◆ As suas tarefas:
(a) No texto fornecido, que bloguer é apontado como um dos mais interessantes do país?
(b) Selecione todas as linhas que contêm a palavra "forest". Maiúsculas e minúsculas contam.

◆ Texto fornecido:
------------------------

Já ganhou um prémio Saramago. Revê-se ou aprecia mais o homem, o político, o escritor ou nenhum?

O José Saramago é um grande homem, é um grande escritor. Cresci a admirar o seu compromisso constante com as questões sociais e políticas, admiro que se incomode e não preciso de estar sempre de acordo com ele. Acho que é bem verdade aquela máxima que diz que o preocupante não é o barulho dos maus, mas sim o silêncio dos bons. O Saramago escreve magistralmente e nunca se calou, correndo riscos e incomodando-se. Gosto de gente assim, que pense e opine, para que quem detenha o poder não se julgue invisível ou impune.

Quem são para si os grandes escritores vivos da actualidade?

Saramago (ainda vivo na altura da entrevista) e Lobo Antunes (por quem tenho uma paixão avassaladora), Herberto Helder, Agustina, Ramos Rosa, Maria Velho da Costa, Armando Silva Carvalho, José Agostinho Baptista, Adília Lopes.

Acha que um blogger é um escritor que não arranjou editor ou é um repentista que gosta de se ouvir a si próprio? Há uma literatura do tempo das redes sociais?

Um blogger pode ser de tudo. Há-os bons e maus. Há daqueles que hão-de passar a livro em esplendor, e outros que não chegarão lá. Acho que o blogue intensificou algumas características que já vinham a ser exploradas na literartura pós-moderna, a fragmentaridade e a atenção a um sem número de temas menores, aquilo que leva a uma espécie de literatura de tom diarístico. As recolhas do Pedro Mexia mostram isso bem. Penso que serão dos melhores livros resultantes de blogues que tivemos em Portugal. Por consequência o Pedro Mexia será dos nossos bloguers mais interessantes, sem dúvida. Mas ele já vinha dos livros, na verdade, o blogue veio depois.

Acordo Ortográfico: sim ou não?

Sim, se exactamente como está definido é que tenho dúvida. Mas acho fundamental que procuremos manter a língua coesa no âmbito dos PALOP. Se o mundo nos deixar com o português confinado a Portugal vamos ficar mais sozinhos, muito mais pequenos, numa espécie de claustrofobia que será difícil de ultrapassar e que nos prejudicará a todos os níveis, desde logo, e mais ainda, no que respeita à auto-estima.

O graffitti é uma forma de arte ou vandalismo?

------------------------

◆ Dados a processar:
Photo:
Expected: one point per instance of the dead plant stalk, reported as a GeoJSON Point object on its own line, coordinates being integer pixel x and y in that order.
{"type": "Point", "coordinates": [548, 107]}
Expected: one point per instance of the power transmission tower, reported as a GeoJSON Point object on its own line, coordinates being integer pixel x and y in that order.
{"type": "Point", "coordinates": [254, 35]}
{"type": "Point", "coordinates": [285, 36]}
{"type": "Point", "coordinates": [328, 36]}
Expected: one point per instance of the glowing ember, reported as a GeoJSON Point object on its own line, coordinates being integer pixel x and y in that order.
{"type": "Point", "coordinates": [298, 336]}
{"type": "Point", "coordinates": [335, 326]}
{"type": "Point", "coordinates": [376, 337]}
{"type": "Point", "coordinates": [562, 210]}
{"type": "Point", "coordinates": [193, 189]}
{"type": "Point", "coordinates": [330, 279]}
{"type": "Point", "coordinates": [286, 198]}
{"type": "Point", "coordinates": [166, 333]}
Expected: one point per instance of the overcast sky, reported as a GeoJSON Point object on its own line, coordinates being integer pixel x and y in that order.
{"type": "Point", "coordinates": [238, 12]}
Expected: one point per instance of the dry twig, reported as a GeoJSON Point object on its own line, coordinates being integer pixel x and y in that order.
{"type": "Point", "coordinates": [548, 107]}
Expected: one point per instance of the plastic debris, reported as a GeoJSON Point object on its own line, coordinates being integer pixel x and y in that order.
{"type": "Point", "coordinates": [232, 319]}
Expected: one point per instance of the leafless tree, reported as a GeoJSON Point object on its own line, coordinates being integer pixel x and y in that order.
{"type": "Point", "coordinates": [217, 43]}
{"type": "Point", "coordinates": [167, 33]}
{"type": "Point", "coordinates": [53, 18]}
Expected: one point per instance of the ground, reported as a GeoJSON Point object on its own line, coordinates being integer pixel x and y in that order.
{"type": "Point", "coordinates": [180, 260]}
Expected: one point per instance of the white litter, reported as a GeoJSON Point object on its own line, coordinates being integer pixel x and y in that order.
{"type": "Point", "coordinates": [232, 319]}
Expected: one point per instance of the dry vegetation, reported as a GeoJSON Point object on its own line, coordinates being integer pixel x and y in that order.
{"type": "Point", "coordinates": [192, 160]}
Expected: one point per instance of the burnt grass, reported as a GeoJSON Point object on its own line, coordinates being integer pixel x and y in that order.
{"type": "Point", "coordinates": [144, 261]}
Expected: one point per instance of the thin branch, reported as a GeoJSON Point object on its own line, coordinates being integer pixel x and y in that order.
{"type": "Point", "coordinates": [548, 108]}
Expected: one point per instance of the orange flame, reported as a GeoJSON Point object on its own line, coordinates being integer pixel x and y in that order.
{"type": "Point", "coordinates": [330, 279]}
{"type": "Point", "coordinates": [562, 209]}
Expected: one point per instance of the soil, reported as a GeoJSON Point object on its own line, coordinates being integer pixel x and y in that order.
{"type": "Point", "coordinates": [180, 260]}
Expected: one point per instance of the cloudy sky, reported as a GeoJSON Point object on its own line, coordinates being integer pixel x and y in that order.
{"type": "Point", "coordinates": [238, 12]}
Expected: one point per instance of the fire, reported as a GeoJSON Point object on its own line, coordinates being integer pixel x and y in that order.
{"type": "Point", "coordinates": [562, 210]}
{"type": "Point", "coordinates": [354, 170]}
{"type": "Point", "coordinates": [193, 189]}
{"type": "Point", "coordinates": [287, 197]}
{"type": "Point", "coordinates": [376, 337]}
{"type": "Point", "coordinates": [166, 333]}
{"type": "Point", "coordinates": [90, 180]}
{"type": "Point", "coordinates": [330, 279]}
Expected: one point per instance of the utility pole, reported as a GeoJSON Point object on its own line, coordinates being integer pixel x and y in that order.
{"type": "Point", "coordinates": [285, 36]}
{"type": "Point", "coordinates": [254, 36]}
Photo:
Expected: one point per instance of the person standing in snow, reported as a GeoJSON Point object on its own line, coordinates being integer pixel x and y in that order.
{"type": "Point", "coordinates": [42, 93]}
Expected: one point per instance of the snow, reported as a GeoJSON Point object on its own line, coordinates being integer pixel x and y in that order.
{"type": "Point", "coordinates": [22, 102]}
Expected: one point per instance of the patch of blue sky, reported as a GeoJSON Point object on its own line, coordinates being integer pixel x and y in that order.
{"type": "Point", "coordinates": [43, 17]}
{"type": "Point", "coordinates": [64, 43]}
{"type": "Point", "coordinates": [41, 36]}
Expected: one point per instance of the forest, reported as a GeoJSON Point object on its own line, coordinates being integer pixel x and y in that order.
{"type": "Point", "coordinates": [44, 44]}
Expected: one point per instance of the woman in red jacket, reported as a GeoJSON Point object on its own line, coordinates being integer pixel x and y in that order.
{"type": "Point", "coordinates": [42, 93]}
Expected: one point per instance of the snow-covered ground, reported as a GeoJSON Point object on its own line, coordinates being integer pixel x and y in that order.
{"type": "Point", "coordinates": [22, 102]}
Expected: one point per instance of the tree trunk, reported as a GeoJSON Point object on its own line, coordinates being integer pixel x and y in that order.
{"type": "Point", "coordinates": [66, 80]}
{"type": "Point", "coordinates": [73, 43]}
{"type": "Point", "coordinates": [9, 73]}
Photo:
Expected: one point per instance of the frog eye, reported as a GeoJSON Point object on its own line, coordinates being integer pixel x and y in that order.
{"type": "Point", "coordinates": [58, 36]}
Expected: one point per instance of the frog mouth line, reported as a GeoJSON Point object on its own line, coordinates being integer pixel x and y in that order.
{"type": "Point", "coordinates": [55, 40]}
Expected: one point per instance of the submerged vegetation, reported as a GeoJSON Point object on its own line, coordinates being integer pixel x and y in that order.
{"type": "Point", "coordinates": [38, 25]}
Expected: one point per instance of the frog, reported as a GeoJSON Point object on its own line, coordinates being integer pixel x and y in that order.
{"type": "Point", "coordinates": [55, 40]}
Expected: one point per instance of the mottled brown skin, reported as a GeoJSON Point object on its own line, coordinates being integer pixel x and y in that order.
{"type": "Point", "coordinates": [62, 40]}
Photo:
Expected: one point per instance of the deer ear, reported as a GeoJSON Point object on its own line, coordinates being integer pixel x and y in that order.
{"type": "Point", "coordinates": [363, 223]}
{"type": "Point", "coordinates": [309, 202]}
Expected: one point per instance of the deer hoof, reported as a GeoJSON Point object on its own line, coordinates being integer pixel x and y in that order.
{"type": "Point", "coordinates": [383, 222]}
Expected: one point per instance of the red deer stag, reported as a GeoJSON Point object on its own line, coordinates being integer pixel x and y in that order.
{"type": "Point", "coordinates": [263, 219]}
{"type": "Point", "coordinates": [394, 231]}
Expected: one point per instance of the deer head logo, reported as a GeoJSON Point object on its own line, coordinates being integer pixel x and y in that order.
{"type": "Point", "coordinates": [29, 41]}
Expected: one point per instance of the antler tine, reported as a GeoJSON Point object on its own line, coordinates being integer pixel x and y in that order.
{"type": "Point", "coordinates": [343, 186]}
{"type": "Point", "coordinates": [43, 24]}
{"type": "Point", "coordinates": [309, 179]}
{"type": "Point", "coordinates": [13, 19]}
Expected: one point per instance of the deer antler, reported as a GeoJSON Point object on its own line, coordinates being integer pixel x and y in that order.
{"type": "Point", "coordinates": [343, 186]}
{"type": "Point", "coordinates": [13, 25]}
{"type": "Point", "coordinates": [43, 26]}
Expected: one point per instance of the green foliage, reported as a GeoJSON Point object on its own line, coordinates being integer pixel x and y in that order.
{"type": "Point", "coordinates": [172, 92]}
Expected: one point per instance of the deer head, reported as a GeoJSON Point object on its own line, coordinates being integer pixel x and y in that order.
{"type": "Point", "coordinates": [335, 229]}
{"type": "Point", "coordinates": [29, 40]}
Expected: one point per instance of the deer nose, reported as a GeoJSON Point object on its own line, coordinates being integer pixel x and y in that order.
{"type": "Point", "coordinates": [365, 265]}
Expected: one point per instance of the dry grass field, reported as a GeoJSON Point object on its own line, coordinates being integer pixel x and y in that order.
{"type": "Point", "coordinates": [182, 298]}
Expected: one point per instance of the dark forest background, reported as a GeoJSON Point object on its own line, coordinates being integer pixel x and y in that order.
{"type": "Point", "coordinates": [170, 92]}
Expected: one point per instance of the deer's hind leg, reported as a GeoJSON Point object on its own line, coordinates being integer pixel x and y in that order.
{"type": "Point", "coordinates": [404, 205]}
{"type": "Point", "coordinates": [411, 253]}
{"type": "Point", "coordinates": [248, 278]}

------------------------

◆ Soluções das tarefas:
(a) Pedro Mexia.

(b)
Expected: one point per instance of the forest, reported as a GeoJSON Point object on its own line, coordinates being integer pixel x and y in that order.
Expected: one point per instance of the dark forest background, reported as a GeoJSON Point object on its own line, coordinates being integer pixel x and y in that order.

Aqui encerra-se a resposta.